§ **Problema A**: Extraia do texto sobre os cartões Shirley, abaixo, o trecho entre "Questão de pele Lorna" e "Company. Anos 1960.", inclusive.
§ **Problema B**: Traduza para o inglês esta frase do texto sobre os cartões Shirley: "Ele reclamava de ter comprado um laboratório de fotoprocessamento da Kodak que lhe causara grande frustração."

§ **Texto selecionado**:

REVISTA ZUM 10 - Questão de Pele

Fazer download em pdf ou txt
Fazer download em pdf ou txt
Você está na página 1de 14

REVISTA ZUM 10

Questão de pele Lorna Roth


Os cartões Shirley e os padrões raciais que regem a indústria
visual.

Os cartões Shirley, produzidos pela Kodak a partir dos anos 1940, eram usados pelos laboratórios na padronização de
cores e tons de pele de impressões fotográficas. As Shirleys, como passaram a ser chamadas as mulheres que
apareciam nesses cartões, eram invariavelmente brancas, o que causava dificuldade nos ajustes dos retratos que
incluíam pessoas de tons de pele variados. Reproduzido com permissão da Eastman Kodak Company. Anos 1960.
Acervo James Ollinger
AS MÚLTIPLAS identidades visuais de Shirley, a “moça do balanceamento de
cores”, só chamaram minha atenção em 1995, depois de uma conversa com um
negociante de máquinas industriais na América do Norte. Ele reclamava de ter
comprado um laboratório de fotoprocessamento da Kodak que lhe causara
grande frustração. Independentemente da calibragem configurada para imprimir
as fotos, a reprodução de peles mais escuras apresentava uma coloração
indistinta, pálida, ou tão próxima do preto que só o branco dos olhos e dos dentes
exibia algum detalhe. Nas fotos em que diferentes tons de pele apareciam lado a
lado – como as fotos de formatura com vários estudantes –, o desafio era ainda
maior, pois os fotógrafos muitas vezes aumentavam a intensidade da luz e
superexpunham as pessoas mais escuras para capturar a maior definição possível
da pele. Isso também causava a superexposição das peles claras, tornando o
resultado constrangedor para o fotógrafo.

§ **Listagem fornecida**:
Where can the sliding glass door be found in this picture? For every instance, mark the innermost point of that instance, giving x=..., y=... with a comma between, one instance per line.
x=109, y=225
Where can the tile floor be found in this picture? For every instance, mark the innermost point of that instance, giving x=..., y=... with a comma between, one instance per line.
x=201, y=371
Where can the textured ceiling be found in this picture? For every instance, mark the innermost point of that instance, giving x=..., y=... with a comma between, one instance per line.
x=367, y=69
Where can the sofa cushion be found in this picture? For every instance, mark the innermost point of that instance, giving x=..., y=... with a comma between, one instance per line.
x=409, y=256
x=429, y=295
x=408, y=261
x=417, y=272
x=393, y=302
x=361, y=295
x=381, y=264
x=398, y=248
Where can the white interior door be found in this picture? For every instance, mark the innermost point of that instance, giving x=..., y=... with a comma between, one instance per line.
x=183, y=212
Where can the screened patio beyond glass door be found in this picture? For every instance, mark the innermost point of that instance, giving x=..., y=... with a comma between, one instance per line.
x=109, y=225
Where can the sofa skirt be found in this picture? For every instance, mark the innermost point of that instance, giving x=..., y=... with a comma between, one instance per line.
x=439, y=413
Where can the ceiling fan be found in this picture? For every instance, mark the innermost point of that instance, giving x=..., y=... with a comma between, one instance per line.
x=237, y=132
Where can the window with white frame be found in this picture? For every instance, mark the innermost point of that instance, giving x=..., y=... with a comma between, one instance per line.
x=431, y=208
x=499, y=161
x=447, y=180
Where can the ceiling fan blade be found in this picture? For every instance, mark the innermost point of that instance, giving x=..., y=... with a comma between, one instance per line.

§ **Resposta completa A**:
Questão de pele Lorna Roth


Os cartões Shirley e os padrões raciais que regem a indústria
visual.

Os cartões Shirley, produzidos pela Kodak a partir dos anos 1940, eram usados pelos laboratórios na padronização de
cores e tons de pele de impressões fotográficas. As Shirleys, como passaram a ser chamadas as mulheres que
apareciam nesses cartões, eram invariavelmente brancas, o que causava dificuldade nos ajustes dos retratos que
incluíam pessoas de tons de pele variados. Reproduzido com permissão da Eastman Kodak Company. Anos 1960.

§ **Resposta completa B**: He complained about having bought a Kodak photofinishing lab that had caused him great frustration.